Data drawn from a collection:
◇ ◇ ◇

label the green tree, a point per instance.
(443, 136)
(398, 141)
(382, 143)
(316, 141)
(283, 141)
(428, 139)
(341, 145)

◇ ◇ ◇

Goal of the exercise:
Report every line of the data that contains the word "instance", copying each such line in full. Case counts.

The solution:
label the green tree, a point per instance.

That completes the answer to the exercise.